SUPPLIED PASSAGE
It's sure to happen in the next few days -- Frank Capra's holiday classic "It's a Wonderful Life" will find its way onto my television screen. For anyone who has never seen it -- if such a person old enough to read exists -- the movie centers around George Bailey, a true believer who is pushed to the brink on Christmas Eve. During this all-important evening, George gets to see what life would be like if he was never born. It is through this experience that George realizes just how many lives he has touched and changed forever.
I enjoy this movie a great deal for many reasons, not the least of which is that it reminds me of my real-life George Bailey.
My father, Ed Pantano, was an ordinary man who impacted the lives of others in extraordinary ways. Outside of his family, Dad's passion was helping the sick, handicapped and underprivileged children of the area, most notably through the Variety Club of Buffalo, for which he volunteered countless hours.
A city employee who never graduated from high school -- though he did earn his GED -- Dad may not seem like the type of person you would picture raising millions of dollars for Children's Hospital and other organizations. Yet what he lacked in schooling, he more than made up for in heart and determination.
Through the late 1970s and early 1980s, he served as chairman of the Variety Club Telethon and two terms as the organization's Chief Barker. He helped kick-start the popular Kids Day promotion with the Courier Express, which The Buffalo News has since carried on, and helped the club secure the $100,000 Sears Award in 1980. That award led to the building and completion of the Variety Tower section of Children's Hospital. I often think about how excited Dad was the day he received that phone call, walking around the house screaming, "We got the hundred thousand!"
I shared his excitement because, as a 6-year-old, I thought "we" meant our family. But reality did not dampen my spirits much. I was still happy for my father.

EXTRACTED MATERIAL
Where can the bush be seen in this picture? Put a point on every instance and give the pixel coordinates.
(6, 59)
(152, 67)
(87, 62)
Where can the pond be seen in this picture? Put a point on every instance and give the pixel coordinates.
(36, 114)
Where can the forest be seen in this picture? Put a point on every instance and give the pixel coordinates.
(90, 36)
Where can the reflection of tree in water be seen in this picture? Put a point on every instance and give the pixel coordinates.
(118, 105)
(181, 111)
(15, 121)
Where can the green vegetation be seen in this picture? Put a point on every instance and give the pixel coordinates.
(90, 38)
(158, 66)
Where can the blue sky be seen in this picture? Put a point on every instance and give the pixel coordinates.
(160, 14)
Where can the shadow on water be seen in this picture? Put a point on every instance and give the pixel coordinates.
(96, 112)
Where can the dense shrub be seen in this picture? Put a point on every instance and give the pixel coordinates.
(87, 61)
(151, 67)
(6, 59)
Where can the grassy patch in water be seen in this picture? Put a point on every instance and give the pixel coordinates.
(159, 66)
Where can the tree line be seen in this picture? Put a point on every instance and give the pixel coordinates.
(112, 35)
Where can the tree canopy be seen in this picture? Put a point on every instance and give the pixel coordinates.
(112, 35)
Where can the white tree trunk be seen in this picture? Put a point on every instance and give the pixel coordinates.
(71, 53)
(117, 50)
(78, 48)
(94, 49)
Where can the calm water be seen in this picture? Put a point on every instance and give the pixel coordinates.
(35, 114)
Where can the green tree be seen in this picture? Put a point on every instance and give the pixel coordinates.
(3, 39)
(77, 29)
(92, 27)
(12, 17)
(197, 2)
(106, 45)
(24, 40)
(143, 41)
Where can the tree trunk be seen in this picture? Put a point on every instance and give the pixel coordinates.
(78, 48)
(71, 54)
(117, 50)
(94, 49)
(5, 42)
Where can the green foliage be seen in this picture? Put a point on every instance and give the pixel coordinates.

TASK PROMPT
Extend the essay about Ed Pantano and "It's a Wonderful Life" from its last sentence. The records have nothing to do with the text.

RESULT FOR THIS TASK
Dad was later named an Ambassador to Variety International, the first person from the Buffalo club to be so honored. However, no story reflects my father's George Bailey-esque qualities like the story of Leiten Corchado.
In the late 1970s, Leiten was a boy of 5 or 6 who lived in Puerto Rico and was stricken with a serious heart condition. The surgery he needed was not available in Puerto Rico, and his mother could not afford to travel to the United States to have her son treated.
After hearing of Leiten's situation through the Variety Club of Puerto Rico, my father called every businessman he could get in touch with. In February, Leiten and his mother were flown to Buffalo where Leiten would have the surgery he needed at Children's Hospital, performed by the hospital's renowned Dr. Subramanian. The money was taken care of. Leiten returned to Puerto Rico a healed, vibrant boy.
It will soon be 20 years since Dad passed away. Many of his friends and those with whom he worked are gone now, too. But as long as there are those who were touched by his example who can share it with others, Ed Pantano will never be far from us.
So, as George Bailey once again realizes that he is indeed the richest man in town, I'll sit back, smile and think of my own George Bailey.